**ACTIONS TO TAKE:**
(a) In the passage on the Nazi attack on the Soviet Union, why did people carry out criminal orders on the Eastern Front without the slightest doubt? Answer in one to three sentences.
(b) Rewrite the passage on the Nazi attack on the Soviet Union from "The Germans are" to "expert Matthias Uhl.", replacing "cogs" with "gears".

**GIVEN PASSAGE:**
[Start]
Morality and Law
Blind Spots of Historical Memory: Germany and the 80th Anniversary of the Nazi Attack on the Soviet Union

The Germans are obliged to realise that Hitler’s murder machine on the Eastern Front worked so well precisely because thousands and thousands of people, like little cogs, scrupulously and shamelessly carried out criminal orders, without subjecting them to the slightest doubt. The reason for this was that they considered their opponents “parasites”, “subhumans” and “Jewish Bolsheviks” who had lost all right to life in the racial war waged by the Wehrmacht and the SS, writes Valdai Club expert Matthias Uhl.

June 22, 2021 marks eighty years since Germany invaded the Soviet Union. On the morning of that Sunday in the summer of 1941, the Wehrmacht attacked the only socialist country in the world at that time without declaring war and, together with the SS Einsatzgruppen following in its rear, carried out Hitler’s plan to destroy “Jewish Bolshevism”. To this end, the German dictator and chief of the General Staff of the Ground Forces, Franz Halder, had already on March 17, 1941 agreed to destroy “the intelligentsia established by Stalin” and to use “the most brutal means in the Great Russian region” during the occupation.
[End]
**ENTRIES PROVIDED:**
[Start]
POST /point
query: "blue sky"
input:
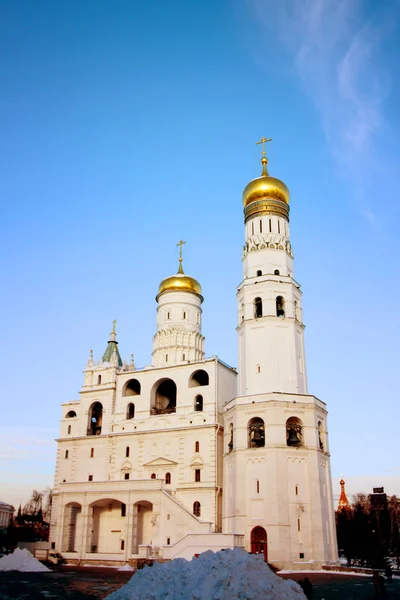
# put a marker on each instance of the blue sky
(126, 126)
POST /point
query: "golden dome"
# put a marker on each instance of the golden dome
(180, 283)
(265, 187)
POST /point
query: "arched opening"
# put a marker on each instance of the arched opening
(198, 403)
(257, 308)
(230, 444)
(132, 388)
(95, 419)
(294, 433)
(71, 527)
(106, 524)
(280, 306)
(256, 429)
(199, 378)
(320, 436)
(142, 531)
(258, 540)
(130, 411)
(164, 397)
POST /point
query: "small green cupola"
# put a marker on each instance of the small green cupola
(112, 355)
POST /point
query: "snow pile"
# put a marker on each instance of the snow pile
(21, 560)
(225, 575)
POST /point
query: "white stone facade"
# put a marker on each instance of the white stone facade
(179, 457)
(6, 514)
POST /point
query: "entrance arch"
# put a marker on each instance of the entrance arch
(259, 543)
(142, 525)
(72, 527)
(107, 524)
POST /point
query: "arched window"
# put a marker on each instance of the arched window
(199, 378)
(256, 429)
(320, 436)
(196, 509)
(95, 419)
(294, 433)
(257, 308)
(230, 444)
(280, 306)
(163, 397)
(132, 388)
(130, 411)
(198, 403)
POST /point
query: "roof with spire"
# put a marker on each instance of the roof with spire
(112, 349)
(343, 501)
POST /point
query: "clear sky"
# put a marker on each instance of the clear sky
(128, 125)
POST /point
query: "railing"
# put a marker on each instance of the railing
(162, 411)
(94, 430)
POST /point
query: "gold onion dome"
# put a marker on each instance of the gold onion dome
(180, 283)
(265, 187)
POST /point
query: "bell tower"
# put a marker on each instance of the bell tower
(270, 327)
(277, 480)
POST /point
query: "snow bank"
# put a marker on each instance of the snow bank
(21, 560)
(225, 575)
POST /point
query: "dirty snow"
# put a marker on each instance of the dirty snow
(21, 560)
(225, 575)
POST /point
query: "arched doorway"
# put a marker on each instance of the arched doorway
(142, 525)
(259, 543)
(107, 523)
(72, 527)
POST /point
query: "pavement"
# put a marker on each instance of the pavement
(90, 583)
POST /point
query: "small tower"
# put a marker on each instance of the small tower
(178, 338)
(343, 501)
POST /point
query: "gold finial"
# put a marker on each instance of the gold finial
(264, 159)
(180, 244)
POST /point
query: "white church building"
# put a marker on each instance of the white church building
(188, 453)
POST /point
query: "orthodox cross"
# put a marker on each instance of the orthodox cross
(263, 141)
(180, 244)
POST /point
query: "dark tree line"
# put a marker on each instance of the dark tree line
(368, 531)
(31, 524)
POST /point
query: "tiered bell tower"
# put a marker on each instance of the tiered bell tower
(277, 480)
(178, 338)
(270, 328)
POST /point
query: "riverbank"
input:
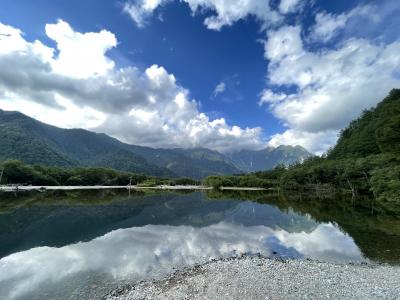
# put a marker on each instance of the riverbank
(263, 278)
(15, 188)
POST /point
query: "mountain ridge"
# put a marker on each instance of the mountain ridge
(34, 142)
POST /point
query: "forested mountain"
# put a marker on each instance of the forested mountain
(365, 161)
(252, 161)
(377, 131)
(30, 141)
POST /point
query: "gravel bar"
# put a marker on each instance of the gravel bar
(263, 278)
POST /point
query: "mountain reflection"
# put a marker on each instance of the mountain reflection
[End]
[Start]
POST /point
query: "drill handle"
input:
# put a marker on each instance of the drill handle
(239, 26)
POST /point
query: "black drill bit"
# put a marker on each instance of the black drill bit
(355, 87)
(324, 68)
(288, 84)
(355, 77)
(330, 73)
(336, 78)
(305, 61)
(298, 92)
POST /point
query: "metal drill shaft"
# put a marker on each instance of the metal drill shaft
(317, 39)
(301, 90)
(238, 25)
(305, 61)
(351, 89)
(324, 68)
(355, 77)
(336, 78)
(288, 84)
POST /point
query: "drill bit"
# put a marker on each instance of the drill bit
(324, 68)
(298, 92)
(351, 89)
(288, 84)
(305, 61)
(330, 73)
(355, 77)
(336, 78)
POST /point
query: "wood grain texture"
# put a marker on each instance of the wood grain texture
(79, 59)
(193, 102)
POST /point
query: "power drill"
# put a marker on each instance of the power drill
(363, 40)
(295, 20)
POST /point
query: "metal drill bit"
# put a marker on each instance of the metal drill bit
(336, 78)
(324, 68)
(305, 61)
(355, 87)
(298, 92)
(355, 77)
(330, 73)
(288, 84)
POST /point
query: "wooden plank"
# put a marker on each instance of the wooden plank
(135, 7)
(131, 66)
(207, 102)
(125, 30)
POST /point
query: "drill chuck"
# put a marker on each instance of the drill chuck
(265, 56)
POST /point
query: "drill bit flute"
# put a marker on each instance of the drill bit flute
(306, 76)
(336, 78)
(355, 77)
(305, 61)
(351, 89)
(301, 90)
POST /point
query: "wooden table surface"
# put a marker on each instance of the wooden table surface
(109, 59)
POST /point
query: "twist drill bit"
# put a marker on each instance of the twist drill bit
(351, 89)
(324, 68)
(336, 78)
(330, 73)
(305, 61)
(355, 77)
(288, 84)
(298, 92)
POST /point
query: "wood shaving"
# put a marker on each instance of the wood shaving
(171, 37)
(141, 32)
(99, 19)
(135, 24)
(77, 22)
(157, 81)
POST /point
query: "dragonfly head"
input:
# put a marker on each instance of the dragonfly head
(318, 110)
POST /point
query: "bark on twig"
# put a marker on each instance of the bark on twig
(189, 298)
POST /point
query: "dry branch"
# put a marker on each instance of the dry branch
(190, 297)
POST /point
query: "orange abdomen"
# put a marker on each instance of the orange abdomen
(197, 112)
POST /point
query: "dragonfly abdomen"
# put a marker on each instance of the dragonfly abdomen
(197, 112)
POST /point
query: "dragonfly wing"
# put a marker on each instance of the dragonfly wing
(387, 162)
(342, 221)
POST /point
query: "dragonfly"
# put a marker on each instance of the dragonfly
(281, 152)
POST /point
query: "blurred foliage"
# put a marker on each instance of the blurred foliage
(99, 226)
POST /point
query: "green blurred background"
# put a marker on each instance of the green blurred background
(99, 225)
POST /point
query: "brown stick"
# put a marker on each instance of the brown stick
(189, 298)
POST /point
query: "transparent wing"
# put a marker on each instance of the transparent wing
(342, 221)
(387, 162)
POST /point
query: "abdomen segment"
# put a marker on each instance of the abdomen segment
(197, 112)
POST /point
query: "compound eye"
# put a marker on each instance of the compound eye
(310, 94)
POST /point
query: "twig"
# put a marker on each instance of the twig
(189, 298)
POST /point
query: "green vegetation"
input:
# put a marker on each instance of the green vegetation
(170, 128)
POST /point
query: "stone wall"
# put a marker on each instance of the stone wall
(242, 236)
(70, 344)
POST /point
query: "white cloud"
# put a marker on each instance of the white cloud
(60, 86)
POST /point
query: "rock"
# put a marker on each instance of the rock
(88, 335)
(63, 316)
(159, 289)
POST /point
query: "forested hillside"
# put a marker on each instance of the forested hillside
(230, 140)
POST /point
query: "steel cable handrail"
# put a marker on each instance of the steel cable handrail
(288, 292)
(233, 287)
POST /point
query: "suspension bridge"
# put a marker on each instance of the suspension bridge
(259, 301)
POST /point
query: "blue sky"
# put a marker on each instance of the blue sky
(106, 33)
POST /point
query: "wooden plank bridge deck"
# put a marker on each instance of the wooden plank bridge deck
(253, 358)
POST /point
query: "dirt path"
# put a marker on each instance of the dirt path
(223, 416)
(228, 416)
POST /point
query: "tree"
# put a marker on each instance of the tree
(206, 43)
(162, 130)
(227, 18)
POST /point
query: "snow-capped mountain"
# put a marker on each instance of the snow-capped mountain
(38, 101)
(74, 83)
[End]
**THE RESPONSES:**
(a) They regarded their opponents as "parasites", "subhumans" and "Jewish Bolsheviks" who had lost all right to life in the racial war waged by the Wehrmacht and the SS.

(b)
The Germans are obliged to realise that Hitler’s murder machine on the Eastern Front worked so well precisely because thousands and thousands of people, like little gears, scrupulously and shamelessly carried out criminal orders, without subjecting them to the slightest doubt. The reason for this was that they considered their opponents “parasites”, “subhumans” and “Jewish Bolsheviks” who had lost all right to life in the racial war waged by the Wehrmacht and the SS, writes Valdai Club expert Matthias Uhl.